Short exercise: Arrange the material, starting at its beginning and ending at the line that contains "[771,486,816,510]", as a two-column CSV with the header text,answer. Give one row for each text together with its answer, quote every field, turn line breaks into spaces, and leave the pictures out.
──────────
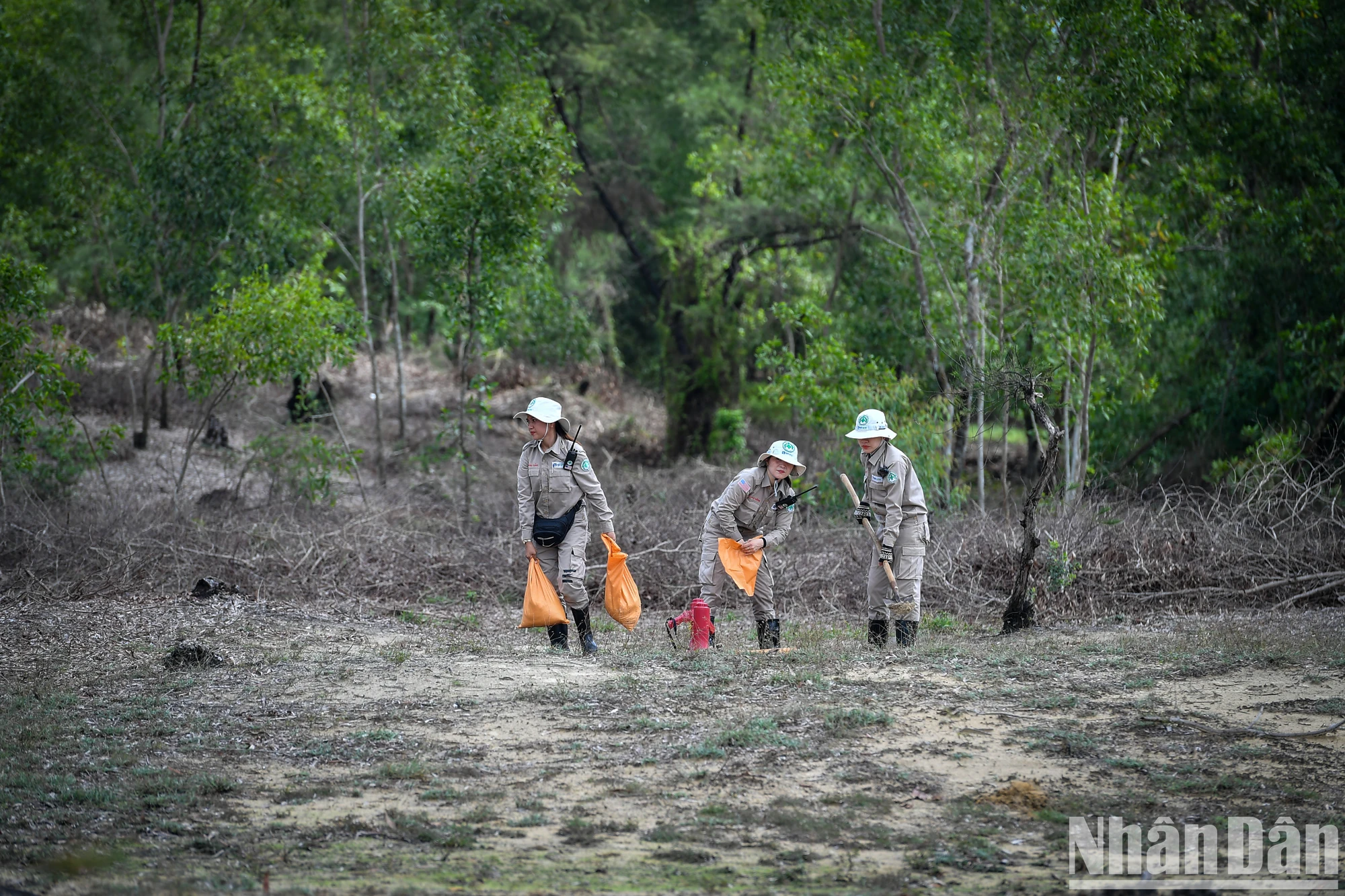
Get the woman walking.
[689,440,807,650]
[514,398,615,657]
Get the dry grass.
[0,422,1345,620]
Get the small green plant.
[706,407,748,458]
[1046,538,1083,595]
[920,610,967,633]
[378,759,429,780]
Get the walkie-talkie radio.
[561,423,584,471]
[771,486,816,510]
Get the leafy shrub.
[706,407,748,458]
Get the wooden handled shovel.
[841,474,897,591]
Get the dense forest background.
[0,0,1345,505]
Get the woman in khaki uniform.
[514,398,615,657]
[699,441,807,650]
[846,409,929,647]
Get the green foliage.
[757,337,951,507]
[706,407,748,458]
[246,425,362,505]
[1209,426,1302,491]
[159,268,359,497]
[0,418,122,501]
[1046,538,1084,594]
[159,268,359,403]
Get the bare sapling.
[1003,374,1064,634]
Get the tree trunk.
[383,214,406,440]
[1075,331,1098,501]
[355,163,387,486]
[659,247,741,458]
[159,344,168,429]
[130,345,155,450]
[1003,378,1063,634]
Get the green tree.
[159,268,359,494]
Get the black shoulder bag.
[533,498,584,548]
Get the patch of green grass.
[1028,728,1096,756]
[387,809,476,849]
[378,759,429,780]
[1021,694,1079,709]
[686,719,800,759]
[620,716,690,731]
[822,708,892,733]
[650,849,714,865]
[560,818,635,846]
[920,610,970,634]
[908,834,1005,874]
[822,790,892,813]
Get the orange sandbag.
[603,532,640,631]
[518,557,569,628]
[720,538,763,598]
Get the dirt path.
[0,598,1345,893]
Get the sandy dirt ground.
[0,586,1345,895]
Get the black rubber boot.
[573,607,597,657]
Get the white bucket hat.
[514,397,570,432]
[845,407,897,438]
[757,438,807,477]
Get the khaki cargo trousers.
[533,506,589,610]
[868,517,929,622]
[699,533,775,622]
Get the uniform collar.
[533,438,570,458]
[863,441,892,466]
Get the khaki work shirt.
[705,467,794,548]
[859,442,929,545]
[518,438,615,541]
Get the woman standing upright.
[514,398,615,657]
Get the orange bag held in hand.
[603,532,640,631]
[720,538,764,598]
[518,557,569,628]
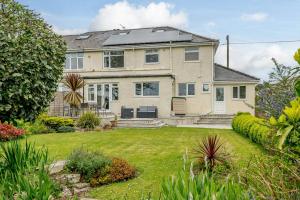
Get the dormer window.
[119,32,128,35]
[153,29,165,33]
[65,53,83,70]
[184,47,199,61]
[103,51,124,68]
[76,35,90,40]
[145,49,159,64]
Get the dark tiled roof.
[63,26,219,50]
[214,63,259,82]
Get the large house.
[54,27,259,118]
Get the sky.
[17,0,300,80]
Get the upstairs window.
[65,53,83,70]
[88,84,95,102]
[178,83,195,96]
[232,86,246,99]
[202,83,210,93]
[111,83,119,101]
[103,51,124,68]
[145,49,159,64]
[184,47,199,61]
[135,82,159,96]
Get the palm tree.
[63,74,84,108]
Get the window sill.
[183,60,200,63]
[144,62,160,65]
[232,99,247,101]
[134,96,160,98]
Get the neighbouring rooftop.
[63,26,219,50]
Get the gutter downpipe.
[211,44,215,113]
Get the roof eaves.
[215,63,260,81]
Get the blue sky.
[18,0,300,79]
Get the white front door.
[96,83,111,110]
[214,87,226,114]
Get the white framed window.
[111,83,119,101]
[202,83,210,93]
[145,49,159,64]
[103,51,124,68]
[232,85,246,99]
[88,84,96,102]
[65,53,83,70]
[135,82,159,97]
[184,47,199,61]
[178,83,195,96]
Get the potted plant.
[110,115,118,127]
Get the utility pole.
[226,35,229,68]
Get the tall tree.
[0,0,66,121]
[256,58,299,118]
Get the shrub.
[239,155,300,200]
[77,112,100,129]
[66,148,111,181]
[194,135,229,171]
[16,120,49,134]
[232,113,271,144]
[109,158,136,182]
[0,0,66,121]
[57,126,75,133]
[0,122,25,141]
[39,115,74,131]
[0,141,60,199]
[270,97,300,156]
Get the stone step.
[117,119,165,128]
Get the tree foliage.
[256,58,299,118]
[0,0,66,121]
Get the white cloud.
[241,12,268,22]
[206,22,217,28]
[90,1,187,30]
[216,44,299,80]
[52,26,87,35]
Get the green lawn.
[28,127,263,199]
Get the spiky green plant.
[194,135,229,171]
[0,141,60,200]
[63,74,84,107]
[159,153,251,200]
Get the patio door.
[97,83,111,110]
[214,87,226,114]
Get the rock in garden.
[55,174,80,184]
[49,160,67,175]
[73,183,90,189]
[62,186,72,197]
[74,187,91,194]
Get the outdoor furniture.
[136,106,157,118]
[121,106,134,119]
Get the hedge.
[232,113,271,144]
[39,115,74,131]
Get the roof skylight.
[76,35,91,40]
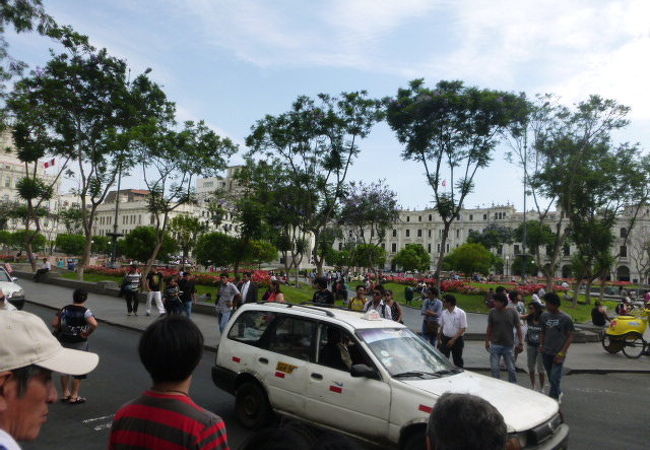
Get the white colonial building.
[335,205,650,282]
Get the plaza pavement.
[15,278,650,373]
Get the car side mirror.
[350,364,379,378]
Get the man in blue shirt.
[421,287,442,347]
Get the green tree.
[386,79,521,284]
[196,233,236,267]
[338,180,399,246]
[246,91,382,274]
[247,240,278,264]
[393,244,431,272]
[445,243,495,276]
[54,234,86,255]
[133,119,237,274]
[511,255,539,276]
[350,244,386,269]
[467,223,512,250]
[169,214,208,267]
[11,230,47,252]
[59,206,83,234]
[92,236,112,255]
[7,38,170,277]
[237,160,315,285]
[509,95,629,290]
[121,227,177,262]
[549,140,650,303]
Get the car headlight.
[7,289,25,298]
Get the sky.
[7,0,650,209]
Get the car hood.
[0,281,22,298]
[400,372,559,433]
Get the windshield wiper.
[436,367,463,375]
[393,371,439,378]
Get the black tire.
[401,429,427,450]
[235,382,273,429]
[600,334,624,353]
[623,333,646,359]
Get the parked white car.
[212,303,569,450]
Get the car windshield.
[357,328,460,378]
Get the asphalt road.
[17,305,650,450]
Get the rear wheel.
[600,334,624,353]
[402,429,427,450]
[235,382,273,429]
[623,333,646,359]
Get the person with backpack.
[52,289,99,405]
[164,278,183,314]
[363,284,393,320]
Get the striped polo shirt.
[109,391,229,450]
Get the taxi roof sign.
[361,308,381,320]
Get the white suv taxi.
[212,303,569,450]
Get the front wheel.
[600,334,624,353]
[623,333,647,359]
[235,382,273,429]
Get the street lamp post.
[106,162,124,268]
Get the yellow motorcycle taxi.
[601,305,650,358]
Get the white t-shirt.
[0,298,17,311]
[440,306,467,337]
[0,428,20,450]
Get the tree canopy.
[393,244,431,272]
[385,79,523,282]
[445,243,496,276]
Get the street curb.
[25,299,217,353]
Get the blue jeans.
[183,302,192,319]
[217,311,232,333]
[542,353,564,400]
[422,320,438,347]
[490,344,517,383]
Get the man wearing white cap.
[0,311,99,450]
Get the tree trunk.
[77,232,93,281]
[571,277,582,308]
[585,278,593,305]
[434,222,451,292]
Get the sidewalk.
[19,278,650,373]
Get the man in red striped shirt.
[109,315,229,450]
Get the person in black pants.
[438,294,467,367]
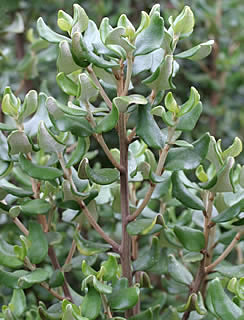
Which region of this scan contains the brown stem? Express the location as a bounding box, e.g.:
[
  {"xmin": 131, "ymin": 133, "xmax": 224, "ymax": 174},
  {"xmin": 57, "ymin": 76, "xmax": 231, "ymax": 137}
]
[
  {"xmin": 87, "ymin": 66, "xmax": 112, "ymax": 109},
  {"xmin": 48, "ymin": 246, "xmax": 73, "ymax": 302},
  {"xmin": 205, "ymin": 231, "xmax": 244, "ymax": 273},
  {"xmin": 119, "ymin": 113, "xmax": 132, "ymax": 317}
]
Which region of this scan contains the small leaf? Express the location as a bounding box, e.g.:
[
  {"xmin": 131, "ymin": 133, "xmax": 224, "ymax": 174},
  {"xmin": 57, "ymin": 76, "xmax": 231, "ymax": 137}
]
[
  {"xmin": 81, "ymin": 287, "xmax": 102, "ymax": 320},
  {"xmin": 66, "ymin": 137, "xmax": 90, "ymax": 168},
  {"xmin": 27, "ymin": 221, "xmax": 48, "ymax": 264},
  {"xmin": 165, "ymin": 133, "xmax": 210, "ymax": 170},
  {"xmin": 18, "ymin": 268, "xmax": 49, "ymax": 289},
  {"xmin": 19, "ymin": 154, "xmax": 63, "ymax": 180},
  {"xmin": 71, "ymin": 3, "xmax": 89, "ymax": 36},
  {"xmin": 171, "ymin": 171, "xmax": 204, "ymax": 210},
  {"xmin": 20, "ymin": 199, "xmax": 51, "ymax": 215},
  {"xmin": 134, "ymin": 12, "xmax": 164, "ymax": 56},
  {"xmin": 95, "ymin": 103, "xmax": 119, "ymax": 133},
  {"xmin": 177, "ymin": 87, "xmax": 200, "ymax": 117},
  {"xmin": 168, "ymin": 254, "xmax": 193, "ymax": 285},
  {"xmin": 18, "ymin": 90, "xmax": 38, "ymax": 122},
  {"xmin": 174, "ymin": 226, "xmax": 205, "ymax": 252},
  {"xmin": 175, "ymin": 40, "xmax": 214, "ymax": 61},
  {"xmin": 56, "ymin": 72, "xmax": 78, "ymax": 96},
  {"xmin": 172, "ymin": 6, "xmax": 195, "ymax": 36},
  {"xmin": 212, "ymin": 199, "xmax": 244, "ymax": 223},
  {"xmin": 136, "ymin": 104, "xmax": 164, "ymax": 149},
  {"xmin": 221, "ymin": 137, "xmax": 242, "ymax": 160},
  {"xmin": 57, "ymin": 41, "xmax": 80, "ymax": 74},
  {"xmin": 49, "ymin": 270, "xmax": 64, "ymax": 288},
  {"xmin": 109, "ymin": 287, "xmax": 140, "ymax": 311},
  {"xmin": 37, "ymin": 121, "xmax": 66, "ymax": 153},
  {"xmin": 164, "ymin": 92, "xmax": 180, "ymax": 114},
  {"xmin": 113, "ymin": 94, "xmax": 148, "ymax": 112},
  {"xmin": 9, "ymin": 289, "xmax": 26, "ymax": 318},
  {"xmin": 206, "ymin": 278, "xmax": 243, "ymax": 320},
  {"xmin": 8, "ymin": 131, "xmax": 32, "ymax": 155},
  {"xmin": 37, "ymin": 17, "xmax": 71, "ymax": 43},
  {"xmin": 74, "ymin": 233, "xmax": 111, "ymax": 256},
  {"xmin": 176, "ymin": 102, "xmax": 202, "ymax": 131},
  {"xmin": 57, "ymin": 10, "xmax": 73, "ymax": 33}
]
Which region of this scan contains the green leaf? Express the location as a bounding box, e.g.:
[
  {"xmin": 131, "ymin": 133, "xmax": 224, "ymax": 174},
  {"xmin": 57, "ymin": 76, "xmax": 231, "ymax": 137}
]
[
  {"xmin": 18, "ymin": 90, "xmax": 38, "ymax": 122},
  {"xmin": 37, "ymin": 17, "xmax": 71, "ymax": 43},
  {"xmin": 71, "ymin": 3, "xmax": 89, "ymax": 35},
  {"xmin": 175, "ymin": 40, "xmax": 214, "ymax": 61},
  {"xmin": 9, "ymin": 289, "xmax": 26, "ymax": 318},
  {"xmin": 19, "ymin": 154, "xmax": 63, "ymax": 180},
  {"xmin": 134, "ymin": 12, "xmax": 164, "ymax": 56},
  {"xmin": 18, "ymin": 268, "xmax": 49, "ymax": 289},
  {"xmin": 37, "ymin": 121, "xmax": 66, "ymax": 153},
  {"xmin": 81, "ymin": 287, "xmax": 102, "ymax": 320},
  {"xmin": 133, "ymin": 237, "xmax": 160, "ymax": 271},
  {"xmin": 171, "ymin": 171, "xmax": 204, "ymax": 210},
  {"xmin": 174, "ymin": 225, "xmax": 205, "ymax": 252},
  {"xmin": 8, "ymin": 131, "xmax": 32, "ymax": 155},
  {"xmin": 105, "ymin": 26, "xmax": 135, "ymax": 53},
  {"xmin": 109, "ymin": 287, "xmax": 140, "ymax": 311},
  {"xmin": 71, "ymin": 32, "xmax": 119, "ymax": 69},
  {"xmin": 20, "ymin": 199, "xmax": 51, "ymax": 216},
  {"xmin": 57, "ymin": 40, "xmax": 80, "ymax": 74},
  {"xmin": 74, "ymin": 233, "xmax": 111, "ymax": 256},
  {"xmin": 77, "ymin": 73, "xmax": 99, "ymax": 103},
  {"xmin": 206, "ymin": 278, "xmax": 243, "ymax": 320},
  {"xmin": 165, "ymin": 133, "xmax": 210, "ymax": 170},
  {"xmin": 0, "ymin": 179, "xmax": 33, "ymax": 198},
  {"xmin": 176, "ymin": 102, "xmax": 202, "ymax": 131},
  {"xmin": 212, "ymin": 199, "xmax": 244, "ymax": 223},
  {"xmin": 56, "ymin": 72, "xmax": 78, "ymax": 96},
  {"xmin": 142, "ymin": 55, "xmax": 174, "ymax": 94},
  {"xmin": 221, "ymin": 137, "xmax": 242, "ymax": 160},
  {"xmin": 168, "ymin": 254, "xmax": 193, "ymax": 285},
  {"xmin": 66, "ymin": 137, "xmax": 90, "ymax": 168},
  {"xmin": 95, "ymin": 103, "xmax": 119, "ymax": 133},
  {"xmin": 27, "ymin": 221, "xmax": 48, "ymax": 264},
  {"xmin": 214, "ymin": 264, "xmax": 244, "ymax": 279},
  {"xmin": 49, "ymin": 270, "xmax": 64, "ymax": 288},
  {"xmin": 0, "ymin": 268, "xmax": 23, "ymax": 289},
  {"xmin": 177, "ymin": 87, "xmax": 200, "ymax": 117},
  {"xmin": 172, "ymin": 6, "xmax": 195, "ymax": 36},
  {"xmin": 136, "ymin": 104, "xmax": 164, "ymax": 149},
  {"xmin": 113, "ymin": 94, "xmax": 147, "ymax": 112},
  {"xmin": 57, "ymin": 10, "xmax": 73, "ymax": 33},
  {"xmin": 81, "ymin": 273, "xmax": 112, "ymax": 294},
  {"xmin": 84, "ymin": 160, "xmax": 119, "ymax": 185}
]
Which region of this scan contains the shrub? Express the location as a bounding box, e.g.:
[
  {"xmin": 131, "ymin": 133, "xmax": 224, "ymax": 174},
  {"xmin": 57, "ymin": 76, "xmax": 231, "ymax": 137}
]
[{"xmin": 0, "ymin": 4, "xmax": 244, "ymax": 320}]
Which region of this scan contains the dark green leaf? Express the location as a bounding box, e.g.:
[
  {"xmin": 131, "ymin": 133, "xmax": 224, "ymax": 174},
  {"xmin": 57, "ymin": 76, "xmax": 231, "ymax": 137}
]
[
  {"xmin": 165, "ymin": 133, "xmax": 210, "ymax": 170},
  {"xmin": 81, "ymin": 287, "xmax": 102, "ymax": 319},
  {"xmin": 27, "ymin": 221, "xmax": 48, "ymax": 264},
  {"xmin": 174, "ymin": 226, "xmax": 205, "ymax": 252},
  {"xmin": 171, "ymin": 171, "xmax": 204, "ymax": 210},
  {"xmin": 95, "ymin": 103, "xmax": 119, "ymax": 133},
  {"xmin": 134, "ymin": 12, "xmax": 164, "ymax": 56},
  {"xmin": 212, "ymin": 199, "xmax": 244, "ymax": 223},
  {"xmin": 136, "ymin": 104, "xmax": 164, "ymax": 149},
  {"xmin": 37, "ymin": 18, "xmax": 71, "ymax": 43}
]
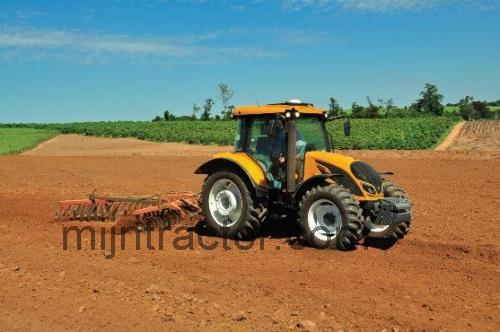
──────────
Reply to the task:
text,answer
"Get the woman walking.","[689,440,807,650] [514,398,615,657]"
"Get the dry grass.","[0,422,1345,620]"
"Get the small green plant.","[706,407,748,458] [1046,538,1083,595] [920,610,967,633] [378,759,429,780]"
"Get the walkie-talkie radio.","[561,423,584,471] [771,486,816,510]"